◆ The exercise ◆
Count the lines in the data below that contain the string "imperial", treating uppercase and lowercase letters as distinct, and give only the resulting number.

◆ Data for this exercise ◆

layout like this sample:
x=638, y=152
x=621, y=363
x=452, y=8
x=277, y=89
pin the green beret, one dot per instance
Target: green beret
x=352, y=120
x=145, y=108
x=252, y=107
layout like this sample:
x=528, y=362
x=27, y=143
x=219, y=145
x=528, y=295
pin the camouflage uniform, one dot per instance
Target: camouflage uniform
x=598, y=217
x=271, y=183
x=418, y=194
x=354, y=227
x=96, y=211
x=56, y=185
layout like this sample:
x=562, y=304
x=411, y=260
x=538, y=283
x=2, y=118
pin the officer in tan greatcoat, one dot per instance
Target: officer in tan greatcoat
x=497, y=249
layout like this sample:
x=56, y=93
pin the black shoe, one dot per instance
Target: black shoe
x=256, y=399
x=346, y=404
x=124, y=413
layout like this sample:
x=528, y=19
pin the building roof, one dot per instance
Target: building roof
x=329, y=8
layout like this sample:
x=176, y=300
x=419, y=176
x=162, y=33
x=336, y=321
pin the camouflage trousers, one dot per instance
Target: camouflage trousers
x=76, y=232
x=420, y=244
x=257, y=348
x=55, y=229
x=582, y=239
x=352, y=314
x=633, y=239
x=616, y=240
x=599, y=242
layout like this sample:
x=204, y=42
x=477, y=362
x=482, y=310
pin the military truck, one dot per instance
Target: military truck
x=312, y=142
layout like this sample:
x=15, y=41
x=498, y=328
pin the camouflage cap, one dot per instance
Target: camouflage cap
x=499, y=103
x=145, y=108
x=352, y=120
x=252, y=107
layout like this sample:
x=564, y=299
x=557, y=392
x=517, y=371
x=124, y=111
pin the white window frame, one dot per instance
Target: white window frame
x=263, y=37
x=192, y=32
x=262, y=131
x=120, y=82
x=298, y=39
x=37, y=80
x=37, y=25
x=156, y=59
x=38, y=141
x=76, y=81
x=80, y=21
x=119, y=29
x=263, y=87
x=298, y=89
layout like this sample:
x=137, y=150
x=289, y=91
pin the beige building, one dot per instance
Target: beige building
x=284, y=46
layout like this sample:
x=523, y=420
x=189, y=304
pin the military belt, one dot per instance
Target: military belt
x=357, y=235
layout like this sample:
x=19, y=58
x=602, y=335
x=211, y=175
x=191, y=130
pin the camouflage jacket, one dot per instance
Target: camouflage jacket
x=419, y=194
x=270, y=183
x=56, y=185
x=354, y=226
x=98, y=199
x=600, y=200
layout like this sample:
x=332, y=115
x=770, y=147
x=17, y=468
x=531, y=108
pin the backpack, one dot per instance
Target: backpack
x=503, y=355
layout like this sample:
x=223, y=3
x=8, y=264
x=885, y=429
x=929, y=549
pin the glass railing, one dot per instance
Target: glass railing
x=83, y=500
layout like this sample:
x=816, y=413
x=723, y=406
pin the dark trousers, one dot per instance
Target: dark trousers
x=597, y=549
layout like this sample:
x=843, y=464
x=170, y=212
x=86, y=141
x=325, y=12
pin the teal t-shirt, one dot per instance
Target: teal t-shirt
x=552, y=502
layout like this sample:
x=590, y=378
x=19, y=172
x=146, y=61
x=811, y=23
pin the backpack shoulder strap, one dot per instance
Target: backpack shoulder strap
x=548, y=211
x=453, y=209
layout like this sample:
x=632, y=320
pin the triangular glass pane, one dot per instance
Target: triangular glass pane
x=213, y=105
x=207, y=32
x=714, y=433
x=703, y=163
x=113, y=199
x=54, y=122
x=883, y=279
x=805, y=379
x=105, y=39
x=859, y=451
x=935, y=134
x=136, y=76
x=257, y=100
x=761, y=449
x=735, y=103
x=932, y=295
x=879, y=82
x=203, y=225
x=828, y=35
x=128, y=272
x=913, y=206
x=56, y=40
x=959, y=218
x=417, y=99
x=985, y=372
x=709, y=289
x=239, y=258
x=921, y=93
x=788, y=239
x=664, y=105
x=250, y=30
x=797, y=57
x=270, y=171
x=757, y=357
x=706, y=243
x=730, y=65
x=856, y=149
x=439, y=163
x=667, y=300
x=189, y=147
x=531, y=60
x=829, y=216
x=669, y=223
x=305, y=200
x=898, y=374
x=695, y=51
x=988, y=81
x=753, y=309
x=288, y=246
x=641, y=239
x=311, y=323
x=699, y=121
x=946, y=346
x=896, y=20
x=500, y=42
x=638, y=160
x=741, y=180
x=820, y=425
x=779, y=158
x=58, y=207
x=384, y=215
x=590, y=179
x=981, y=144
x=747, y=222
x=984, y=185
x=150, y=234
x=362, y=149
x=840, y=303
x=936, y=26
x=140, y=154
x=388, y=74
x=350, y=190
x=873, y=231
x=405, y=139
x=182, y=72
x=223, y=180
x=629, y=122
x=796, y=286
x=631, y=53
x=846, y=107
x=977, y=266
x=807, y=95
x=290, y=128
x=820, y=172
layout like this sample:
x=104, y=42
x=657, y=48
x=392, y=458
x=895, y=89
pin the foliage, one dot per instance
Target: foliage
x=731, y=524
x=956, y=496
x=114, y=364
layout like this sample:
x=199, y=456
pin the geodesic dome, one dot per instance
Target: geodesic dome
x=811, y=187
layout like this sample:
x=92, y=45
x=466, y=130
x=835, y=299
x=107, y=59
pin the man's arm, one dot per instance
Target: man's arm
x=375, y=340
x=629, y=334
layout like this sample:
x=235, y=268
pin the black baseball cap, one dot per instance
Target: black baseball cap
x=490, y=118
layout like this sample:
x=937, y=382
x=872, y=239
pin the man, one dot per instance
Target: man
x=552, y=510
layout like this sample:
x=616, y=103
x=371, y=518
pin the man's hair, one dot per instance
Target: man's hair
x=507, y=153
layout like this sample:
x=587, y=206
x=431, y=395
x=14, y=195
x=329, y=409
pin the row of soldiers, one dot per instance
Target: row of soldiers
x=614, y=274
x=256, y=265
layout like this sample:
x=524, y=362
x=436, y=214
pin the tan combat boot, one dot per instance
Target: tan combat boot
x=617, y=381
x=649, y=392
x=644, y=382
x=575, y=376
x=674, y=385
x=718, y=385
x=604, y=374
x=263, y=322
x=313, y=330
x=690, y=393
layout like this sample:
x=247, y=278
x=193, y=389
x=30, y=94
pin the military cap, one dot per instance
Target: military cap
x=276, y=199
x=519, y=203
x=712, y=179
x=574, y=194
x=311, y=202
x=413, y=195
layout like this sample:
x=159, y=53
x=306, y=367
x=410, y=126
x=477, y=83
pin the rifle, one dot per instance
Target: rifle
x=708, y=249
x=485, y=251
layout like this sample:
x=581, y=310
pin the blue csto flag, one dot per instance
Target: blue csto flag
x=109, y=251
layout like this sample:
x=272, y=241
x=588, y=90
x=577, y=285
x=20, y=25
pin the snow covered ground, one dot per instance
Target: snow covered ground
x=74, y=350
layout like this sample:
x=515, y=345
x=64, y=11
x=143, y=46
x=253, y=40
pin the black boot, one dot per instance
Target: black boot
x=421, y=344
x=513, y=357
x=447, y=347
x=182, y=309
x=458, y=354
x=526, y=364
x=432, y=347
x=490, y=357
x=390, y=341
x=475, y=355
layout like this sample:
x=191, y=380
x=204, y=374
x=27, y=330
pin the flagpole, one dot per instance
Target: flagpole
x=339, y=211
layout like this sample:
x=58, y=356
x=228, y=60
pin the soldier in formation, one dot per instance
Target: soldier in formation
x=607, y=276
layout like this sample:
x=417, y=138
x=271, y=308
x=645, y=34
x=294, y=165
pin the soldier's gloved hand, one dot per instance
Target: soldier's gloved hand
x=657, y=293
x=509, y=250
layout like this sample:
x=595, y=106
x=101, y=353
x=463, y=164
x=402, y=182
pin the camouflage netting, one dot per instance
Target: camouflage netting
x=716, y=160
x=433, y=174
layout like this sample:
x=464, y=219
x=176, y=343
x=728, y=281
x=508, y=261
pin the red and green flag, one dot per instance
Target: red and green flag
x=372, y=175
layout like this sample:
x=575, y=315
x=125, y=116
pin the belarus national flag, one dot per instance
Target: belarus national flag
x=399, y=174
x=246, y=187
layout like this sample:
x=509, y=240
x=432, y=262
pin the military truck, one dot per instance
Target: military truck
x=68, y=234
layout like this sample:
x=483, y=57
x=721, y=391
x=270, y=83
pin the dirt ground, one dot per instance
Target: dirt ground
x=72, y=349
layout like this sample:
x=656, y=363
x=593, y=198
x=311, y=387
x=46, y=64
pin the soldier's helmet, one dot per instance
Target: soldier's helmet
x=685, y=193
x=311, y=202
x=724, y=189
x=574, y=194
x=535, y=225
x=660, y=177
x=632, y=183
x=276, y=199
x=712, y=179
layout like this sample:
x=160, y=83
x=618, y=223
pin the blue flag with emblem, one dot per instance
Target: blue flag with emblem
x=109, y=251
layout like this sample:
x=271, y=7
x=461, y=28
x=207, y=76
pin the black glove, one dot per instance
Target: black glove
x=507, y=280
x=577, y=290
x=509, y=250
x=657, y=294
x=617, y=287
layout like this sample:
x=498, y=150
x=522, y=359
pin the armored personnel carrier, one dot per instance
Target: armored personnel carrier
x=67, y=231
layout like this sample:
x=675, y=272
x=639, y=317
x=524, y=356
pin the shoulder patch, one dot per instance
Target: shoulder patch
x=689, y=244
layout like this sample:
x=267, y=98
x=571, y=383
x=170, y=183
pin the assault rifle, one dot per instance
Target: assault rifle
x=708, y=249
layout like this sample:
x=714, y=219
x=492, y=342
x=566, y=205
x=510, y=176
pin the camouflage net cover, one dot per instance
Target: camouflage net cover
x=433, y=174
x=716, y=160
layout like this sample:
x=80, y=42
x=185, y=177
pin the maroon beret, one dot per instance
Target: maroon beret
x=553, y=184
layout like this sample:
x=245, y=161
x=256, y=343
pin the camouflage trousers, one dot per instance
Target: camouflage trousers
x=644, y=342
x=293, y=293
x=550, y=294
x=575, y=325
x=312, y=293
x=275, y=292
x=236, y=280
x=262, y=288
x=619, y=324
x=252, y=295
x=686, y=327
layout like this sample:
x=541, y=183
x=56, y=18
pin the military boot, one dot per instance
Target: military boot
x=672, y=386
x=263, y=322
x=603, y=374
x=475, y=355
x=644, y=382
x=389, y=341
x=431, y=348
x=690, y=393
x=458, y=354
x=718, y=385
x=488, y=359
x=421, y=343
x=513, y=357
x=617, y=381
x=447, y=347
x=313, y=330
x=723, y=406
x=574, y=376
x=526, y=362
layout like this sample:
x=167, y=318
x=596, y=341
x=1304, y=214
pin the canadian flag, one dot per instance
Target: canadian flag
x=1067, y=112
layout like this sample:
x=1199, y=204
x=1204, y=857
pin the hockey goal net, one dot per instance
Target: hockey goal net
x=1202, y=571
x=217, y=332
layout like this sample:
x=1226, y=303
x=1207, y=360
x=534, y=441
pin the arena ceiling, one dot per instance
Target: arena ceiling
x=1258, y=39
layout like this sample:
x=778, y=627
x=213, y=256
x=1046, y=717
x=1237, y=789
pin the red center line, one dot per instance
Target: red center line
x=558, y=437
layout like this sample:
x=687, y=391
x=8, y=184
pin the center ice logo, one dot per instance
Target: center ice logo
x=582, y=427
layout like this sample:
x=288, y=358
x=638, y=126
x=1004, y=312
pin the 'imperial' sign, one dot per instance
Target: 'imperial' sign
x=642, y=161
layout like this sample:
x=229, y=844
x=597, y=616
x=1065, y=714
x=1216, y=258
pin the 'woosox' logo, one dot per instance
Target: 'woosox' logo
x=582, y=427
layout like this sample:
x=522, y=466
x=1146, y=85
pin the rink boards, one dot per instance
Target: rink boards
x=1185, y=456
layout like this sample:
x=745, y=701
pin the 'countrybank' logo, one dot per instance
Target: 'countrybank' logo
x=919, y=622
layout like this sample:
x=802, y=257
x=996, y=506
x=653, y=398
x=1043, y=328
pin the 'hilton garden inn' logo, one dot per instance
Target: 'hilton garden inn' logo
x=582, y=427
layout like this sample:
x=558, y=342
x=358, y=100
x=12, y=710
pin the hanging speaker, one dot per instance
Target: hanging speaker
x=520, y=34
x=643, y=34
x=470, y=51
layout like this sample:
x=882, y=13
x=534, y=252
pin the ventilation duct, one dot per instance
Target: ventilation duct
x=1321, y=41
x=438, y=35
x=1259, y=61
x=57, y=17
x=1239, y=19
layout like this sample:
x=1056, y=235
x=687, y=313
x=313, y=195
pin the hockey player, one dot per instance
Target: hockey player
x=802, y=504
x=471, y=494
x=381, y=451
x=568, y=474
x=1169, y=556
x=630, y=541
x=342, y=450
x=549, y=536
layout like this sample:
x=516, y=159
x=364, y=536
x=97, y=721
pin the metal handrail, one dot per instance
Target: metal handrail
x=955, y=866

◆ Solution to this exercise ◆
2